Pull out each line of the data below that contains the string "blue", matching case exactly.

RECORDS TO PROCESS ▸
— begin —
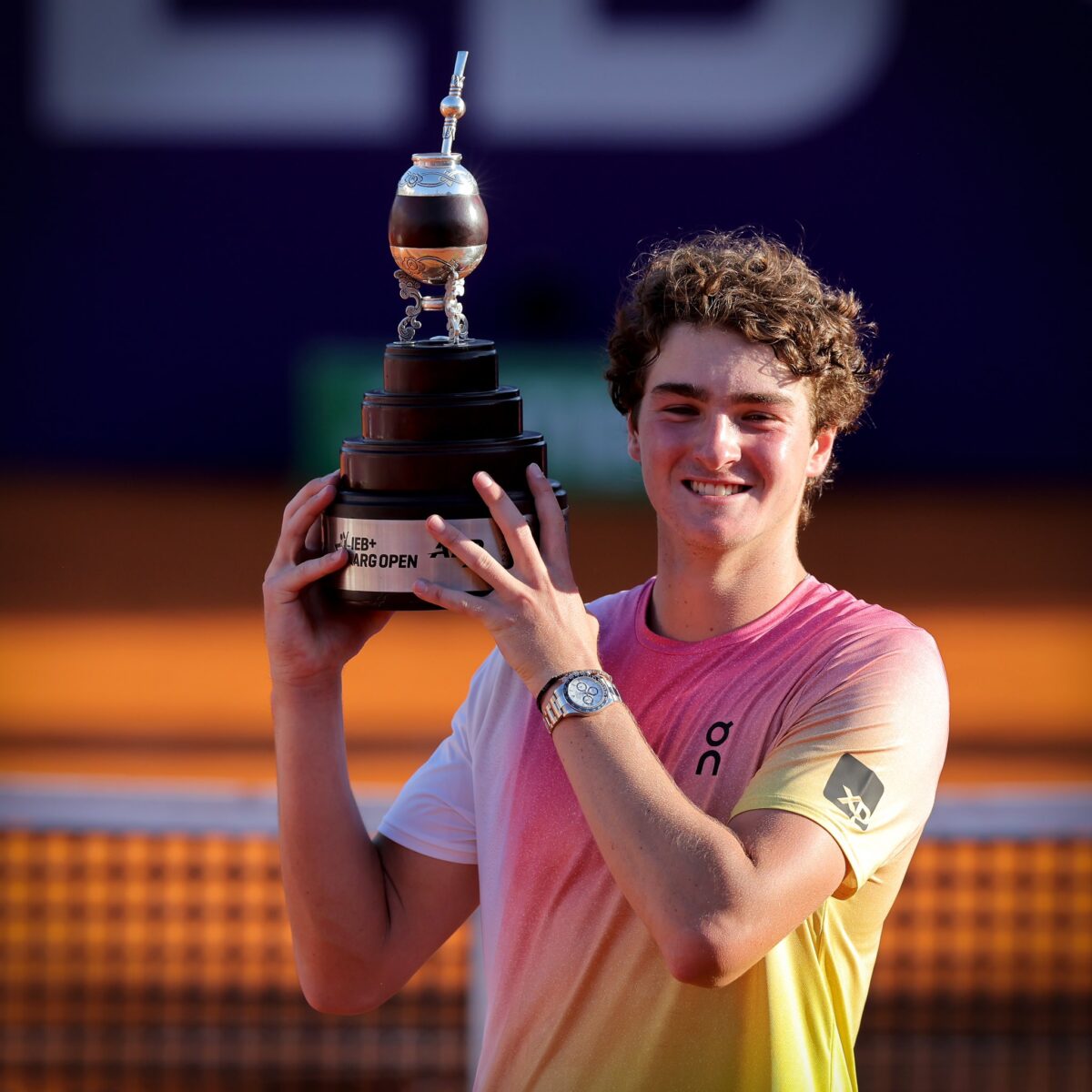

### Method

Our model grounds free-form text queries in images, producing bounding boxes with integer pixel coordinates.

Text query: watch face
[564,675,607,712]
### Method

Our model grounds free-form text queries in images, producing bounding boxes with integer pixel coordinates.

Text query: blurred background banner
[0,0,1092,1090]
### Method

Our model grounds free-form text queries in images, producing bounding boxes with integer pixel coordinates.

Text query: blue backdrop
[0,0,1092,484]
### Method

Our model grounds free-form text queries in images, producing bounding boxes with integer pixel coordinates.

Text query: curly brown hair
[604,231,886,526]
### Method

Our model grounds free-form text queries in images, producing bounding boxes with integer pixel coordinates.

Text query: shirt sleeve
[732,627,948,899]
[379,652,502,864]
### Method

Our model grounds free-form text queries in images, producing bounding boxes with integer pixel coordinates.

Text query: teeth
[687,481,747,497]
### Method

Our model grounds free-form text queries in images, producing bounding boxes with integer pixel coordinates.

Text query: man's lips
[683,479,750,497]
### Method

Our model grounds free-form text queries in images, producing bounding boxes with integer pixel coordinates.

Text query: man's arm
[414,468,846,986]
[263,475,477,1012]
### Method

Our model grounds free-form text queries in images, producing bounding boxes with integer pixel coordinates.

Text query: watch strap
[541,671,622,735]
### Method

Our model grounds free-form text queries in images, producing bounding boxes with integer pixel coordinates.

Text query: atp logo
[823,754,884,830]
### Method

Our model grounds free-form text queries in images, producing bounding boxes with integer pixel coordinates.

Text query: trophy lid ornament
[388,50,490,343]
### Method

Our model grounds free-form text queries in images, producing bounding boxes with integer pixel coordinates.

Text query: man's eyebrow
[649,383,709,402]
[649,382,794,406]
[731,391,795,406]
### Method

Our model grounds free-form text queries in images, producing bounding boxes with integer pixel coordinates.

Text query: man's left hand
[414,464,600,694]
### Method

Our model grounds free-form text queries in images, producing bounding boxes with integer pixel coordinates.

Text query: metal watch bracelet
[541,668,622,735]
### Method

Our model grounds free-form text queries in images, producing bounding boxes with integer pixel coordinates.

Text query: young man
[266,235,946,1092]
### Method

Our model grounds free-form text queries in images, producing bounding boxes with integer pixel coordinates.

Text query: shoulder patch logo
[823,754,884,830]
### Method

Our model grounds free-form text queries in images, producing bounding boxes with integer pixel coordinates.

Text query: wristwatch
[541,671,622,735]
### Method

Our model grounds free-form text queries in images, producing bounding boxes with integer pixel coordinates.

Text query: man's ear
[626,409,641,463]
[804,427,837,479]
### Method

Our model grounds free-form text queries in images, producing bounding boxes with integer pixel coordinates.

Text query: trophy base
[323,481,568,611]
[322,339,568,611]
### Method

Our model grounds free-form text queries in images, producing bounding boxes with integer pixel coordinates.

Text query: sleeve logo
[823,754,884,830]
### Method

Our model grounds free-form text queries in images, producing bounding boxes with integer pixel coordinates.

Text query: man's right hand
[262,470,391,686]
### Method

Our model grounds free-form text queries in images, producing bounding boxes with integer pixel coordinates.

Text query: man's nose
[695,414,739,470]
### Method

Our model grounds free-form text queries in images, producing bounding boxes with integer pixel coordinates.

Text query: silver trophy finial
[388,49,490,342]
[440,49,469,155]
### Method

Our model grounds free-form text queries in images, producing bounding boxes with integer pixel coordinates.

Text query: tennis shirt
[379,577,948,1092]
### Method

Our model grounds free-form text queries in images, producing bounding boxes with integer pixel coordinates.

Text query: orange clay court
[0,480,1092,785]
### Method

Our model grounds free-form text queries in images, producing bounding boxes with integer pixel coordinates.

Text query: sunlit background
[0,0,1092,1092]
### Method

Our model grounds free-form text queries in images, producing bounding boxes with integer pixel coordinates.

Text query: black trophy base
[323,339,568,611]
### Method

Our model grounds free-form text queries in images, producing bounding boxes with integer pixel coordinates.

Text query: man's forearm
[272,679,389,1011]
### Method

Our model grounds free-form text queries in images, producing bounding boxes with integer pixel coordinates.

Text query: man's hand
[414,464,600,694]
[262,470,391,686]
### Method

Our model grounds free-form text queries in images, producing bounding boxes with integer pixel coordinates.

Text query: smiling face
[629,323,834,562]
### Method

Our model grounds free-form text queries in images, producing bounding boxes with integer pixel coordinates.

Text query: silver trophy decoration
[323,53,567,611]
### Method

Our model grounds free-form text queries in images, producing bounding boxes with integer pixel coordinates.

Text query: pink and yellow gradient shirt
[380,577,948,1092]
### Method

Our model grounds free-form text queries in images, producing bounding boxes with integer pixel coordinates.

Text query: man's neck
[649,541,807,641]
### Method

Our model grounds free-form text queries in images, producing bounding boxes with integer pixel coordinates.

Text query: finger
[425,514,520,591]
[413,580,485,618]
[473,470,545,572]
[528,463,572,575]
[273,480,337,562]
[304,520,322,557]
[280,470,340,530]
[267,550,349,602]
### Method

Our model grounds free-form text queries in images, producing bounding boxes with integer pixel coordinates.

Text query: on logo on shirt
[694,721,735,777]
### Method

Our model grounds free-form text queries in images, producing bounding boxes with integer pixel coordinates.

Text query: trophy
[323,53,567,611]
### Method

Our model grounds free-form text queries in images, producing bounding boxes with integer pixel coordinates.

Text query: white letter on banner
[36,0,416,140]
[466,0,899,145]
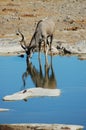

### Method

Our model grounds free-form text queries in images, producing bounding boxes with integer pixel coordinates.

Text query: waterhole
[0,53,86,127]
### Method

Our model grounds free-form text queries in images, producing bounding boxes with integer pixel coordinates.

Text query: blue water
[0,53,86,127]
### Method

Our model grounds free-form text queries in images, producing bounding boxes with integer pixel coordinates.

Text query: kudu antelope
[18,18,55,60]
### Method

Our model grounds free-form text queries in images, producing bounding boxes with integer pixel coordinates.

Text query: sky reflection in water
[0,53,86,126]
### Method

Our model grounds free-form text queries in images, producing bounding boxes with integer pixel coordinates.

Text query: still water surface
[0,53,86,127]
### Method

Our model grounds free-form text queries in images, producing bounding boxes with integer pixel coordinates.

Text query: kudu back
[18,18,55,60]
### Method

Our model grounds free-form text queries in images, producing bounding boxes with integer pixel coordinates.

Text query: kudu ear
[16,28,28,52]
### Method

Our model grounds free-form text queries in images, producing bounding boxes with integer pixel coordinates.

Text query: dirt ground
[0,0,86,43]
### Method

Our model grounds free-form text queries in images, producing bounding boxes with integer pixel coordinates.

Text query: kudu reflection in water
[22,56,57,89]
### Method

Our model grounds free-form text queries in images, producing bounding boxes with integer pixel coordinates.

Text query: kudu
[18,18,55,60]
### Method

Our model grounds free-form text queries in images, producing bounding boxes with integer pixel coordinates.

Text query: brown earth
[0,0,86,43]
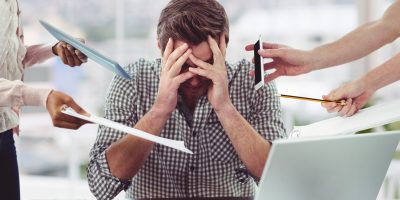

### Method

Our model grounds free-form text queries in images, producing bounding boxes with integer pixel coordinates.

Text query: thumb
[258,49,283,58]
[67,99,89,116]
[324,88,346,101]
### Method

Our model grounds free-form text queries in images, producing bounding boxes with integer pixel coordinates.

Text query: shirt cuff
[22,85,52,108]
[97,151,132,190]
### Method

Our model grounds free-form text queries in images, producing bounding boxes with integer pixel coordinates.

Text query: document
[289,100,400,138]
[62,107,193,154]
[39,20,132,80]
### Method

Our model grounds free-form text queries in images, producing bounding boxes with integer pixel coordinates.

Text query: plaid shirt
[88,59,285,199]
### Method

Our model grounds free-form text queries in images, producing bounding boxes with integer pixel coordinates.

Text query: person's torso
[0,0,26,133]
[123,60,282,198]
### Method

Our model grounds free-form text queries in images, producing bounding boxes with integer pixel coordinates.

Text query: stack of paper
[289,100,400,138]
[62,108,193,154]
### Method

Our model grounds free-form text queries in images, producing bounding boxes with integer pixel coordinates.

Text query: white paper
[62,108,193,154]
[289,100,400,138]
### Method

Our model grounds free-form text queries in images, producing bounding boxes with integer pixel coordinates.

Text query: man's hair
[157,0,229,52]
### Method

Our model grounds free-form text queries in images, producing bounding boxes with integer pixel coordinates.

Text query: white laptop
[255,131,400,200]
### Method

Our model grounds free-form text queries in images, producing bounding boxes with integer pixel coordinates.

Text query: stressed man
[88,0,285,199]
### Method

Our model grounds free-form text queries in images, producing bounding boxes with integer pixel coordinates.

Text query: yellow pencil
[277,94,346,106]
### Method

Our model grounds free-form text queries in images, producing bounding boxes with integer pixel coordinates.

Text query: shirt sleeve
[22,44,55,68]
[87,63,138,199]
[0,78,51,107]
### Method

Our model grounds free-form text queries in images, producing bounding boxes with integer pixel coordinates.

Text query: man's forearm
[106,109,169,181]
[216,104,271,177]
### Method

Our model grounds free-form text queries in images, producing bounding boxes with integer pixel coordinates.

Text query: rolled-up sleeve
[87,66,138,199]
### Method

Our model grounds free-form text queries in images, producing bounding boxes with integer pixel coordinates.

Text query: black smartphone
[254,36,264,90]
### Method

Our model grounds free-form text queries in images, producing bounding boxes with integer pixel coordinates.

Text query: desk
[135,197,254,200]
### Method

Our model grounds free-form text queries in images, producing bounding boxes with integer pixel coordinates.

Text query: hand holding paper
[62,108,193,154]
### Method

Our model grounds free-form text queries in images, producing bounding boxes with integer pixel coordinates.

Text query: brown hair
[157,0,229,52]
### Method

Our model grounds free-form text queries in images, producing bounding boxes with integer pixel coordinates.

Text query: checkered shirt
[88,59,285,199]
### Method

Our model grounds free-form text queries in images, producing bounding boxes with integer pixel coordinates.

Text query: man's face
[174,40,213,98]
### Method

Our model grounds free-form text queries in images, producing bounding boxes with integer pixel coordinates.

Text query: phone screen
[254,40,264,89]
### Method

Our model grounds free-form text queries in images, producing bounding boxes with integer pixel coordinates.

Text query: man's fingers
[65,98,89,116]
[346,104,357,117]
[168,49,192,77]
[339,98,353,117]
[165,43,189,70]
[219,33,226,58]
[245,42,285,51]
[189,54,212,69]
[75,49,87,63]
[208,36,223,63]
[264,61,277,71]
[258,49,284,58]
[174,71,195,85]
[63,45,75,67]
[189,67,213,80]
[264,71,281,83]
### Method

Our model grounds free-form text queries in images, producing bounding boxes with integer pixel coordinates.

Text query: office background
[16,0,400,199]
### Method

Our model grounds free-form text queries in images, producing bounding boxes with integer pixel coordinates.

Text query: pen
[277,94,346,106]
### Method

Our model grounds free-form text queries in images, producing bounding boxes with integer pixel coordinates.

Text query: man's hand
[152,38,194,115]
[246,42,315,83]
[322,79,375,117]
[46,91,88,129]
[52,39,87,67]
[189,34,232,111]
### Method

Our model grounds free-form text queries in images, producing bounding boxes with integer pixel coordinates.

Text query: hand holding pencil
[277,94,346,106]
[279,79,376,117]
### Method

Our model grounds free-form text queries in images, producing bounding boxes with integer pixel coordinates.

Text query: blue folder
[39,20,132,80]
— end —
ANSWER TO THIS EXERCISE ▸
Text query: blue backdrop
Text query: blue water
Text query: blue folder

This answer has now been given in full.